§ **Passage to read**:
______

Day 20

Today:

    • Machine learning using scikit-learn
    • Object recognition
    • Project ideation and team formation

Todo before we get started:

There are a couple of steps in this process that take a while to run, it will help the flow of class if you get these out of the way while I am showing you stuff on the projector. Please run these commands:

$ cd ~/comprobo2014
$ git pull upstream master
$ cd exercises/object_recognition
$ ./download_caltech_101.sh
$ python get_features.py

Machine learning using scikit-learn

I ask that you follow along with this on the projector (I will not have time to help trouble shoot these install steps if they fail for you during class, I can help after class though if you are interested).

To setup ipython notebook so you can run the exercises run:

$ sudo pip install --upgrade ipython[all]
$ sudo pip install --upgrade tornado
$ sudo pip install --upgrade pyzmq

The relevant ipython notebooks can be downloaded using:

git clone https://github.com/paulruvolo/DataScienceMaterials.git

And the notebooks can be run using (e.g. this is how to run the 1st notebook):

cd DataScienceMaterials/machine_learning_lecture_1
$ ipython notebook Machine\ Learning\ Lecture\ 1.ipynb

Experimenting with Caltech 101

Caltech101 is a commonly used (although now somewhat obsolete, see Caltech256 and Cifar for more modern databases) image recognition database. The database contains images of 101 different object categories. The complete description of the database can be found here. The images tend to be in stereotypical pose and centered in the image. The average image of each of the object classes looks like this:

Today, we will experiment with learning an object detector that will take an image as input and predict which object is present in the image. To get started we will download the database by executing the following commands:

$ cd ~/comprobo2014/exercises/object_recognition/
$ ./download_caltech_101.sh

Model 1:

To get started, we are going to train a very simple model using the color of the image. We will do this by choosing only object categories with at least 50 images. Next, we will read in each image, average the pixels to obtain a 3-d vector, and then use the python library scikit-learn to learn a model to recognize the objects. The program will print out 5 numbers which each represent the accuracy of a particular partition of the inputs into training and test data. Additionally, the script will show the per-class average accuracy.

$ python learn_color_model.py

How did the model do? Any surprises? You may be able to play around with the specific classifier used to and parameter settings to improve the model, but it's really not worth it.

Model 2:

To make things a bit more interesting, we are going to characterize the appearance of objects using SIFT descriptors. To refamiliarize with SIFT descriptors you might want to revisit the following example:

$ cd ~/comprobo2014/exercises/keypoints_and_descriptors
$ python visualize_sift.py

Our algorithm for feature extraction will be to:

    1. Find keypoints in each image
    2. Extract SIFT descriptors (or another descriptor if you prefer)
    3. Average all of the SIFT descriptors found in the image to obtain a 128 dimensional vector to represent each image.

This procedure gives a general picture of the types of pixel gradients we see in the image. For instance, this is the average of all SIFT descriptors for an image of a lamp.

______

§ **Source excerpt**:
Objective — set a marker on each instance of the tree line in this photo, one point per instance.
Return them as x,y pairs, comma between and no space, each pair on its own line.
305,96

______

§ **Stated exercise 1**:
In the object recognition lesson, turn the paragraph beginning "To get started, we are going to train a very simple model" into a short bulleted list that keeps its main facts.
§ **Stated exercise 2**:
Pick up the object recognition lesson right after its last sentence and keep writing it.

§ **Task response 1**:
- Train a very simple model based on the color of the image.
- Use only object categories that have at least 50 images.
- Read in each image and average its pixels to get a 3-d vector.
- Learn a recognition model with the Python library scikit-learn.
- The program prints 5 numbers, each the accuracy for one partition of the inputs into training and test data.
- The script also shows the per-class average accuracy.

§ **Task response 2**:
This is the average of all SIFT descriptors for an image of a hedgehog:

Even though all keypoints are "corners", it appears the hedgehog keypoints on average have gradient vectors pointing in multiple directions rather than the lamp images that are primarily pointing along one direction (e.g. on an edge).

The first step will be to extract our SIFT descriptors. I have divided this into multiple steps since it takes a long time to run and you will probably want to try learning multiple models on top of these features. To extract features and save them as a pickle file, run:

$ cd ~/comprobo2014/exercises/object_recognition/
$ python get_features.py

Once you have finished extracting SIFT descriptors, you can learn a model by average the SIFT descriptors and training a model using logistic regression.

$ python learn_simple_model.py

As before the output will be both the performance on each random partition of data into training and test as well as the accuracy on each object category. Are you surprised by any of the results? What might this model be missing? What happens if you try a different model like the Support Vector Classifier or Random Forest?

Model 3:

For our next model, we make the observation that taking the average of the SIFT descriptors misses a lot of information. For instance, are all the SIFT descriptors near the mean or is the distribution of descriptors bimodal? Our next model will allow us to incorporate this information. Our feature extraction pipeline will change to:

    1. Find keypoints in each image
    2. Extract SIFT descriptors (or another descriptor if you prefer)
    3. Create a dictionary of prototypical SIFT descriptors by performing a clustering over SIFT descriptors from ALL object categories
    4. For each image, compute the proportion of its SIFT descriptors that are closest to each element of the dictionary

This model is known as a visual bag of words model. Visual words are the dictionary elements learned using the k-means clustering. The model is known as a "bag of words" because the frequency of occurrence of the words is all we use to characterize the image (not the location of the visual words in the image).

A crucial parameter of this system will be the size of our descriptor dictionary. As a starting point, I have set the dictionary size to a very small value of 5. After you see how well the system does with this dictionary size, you should try a larger size (such as 200). To learn a model using these SIFT descriptors.

$ python learn_bow_model.py

How good is the performance? How sensitive is the fit to changing various parameters of the model (dictionary size, C value for the LogisticRegression model)?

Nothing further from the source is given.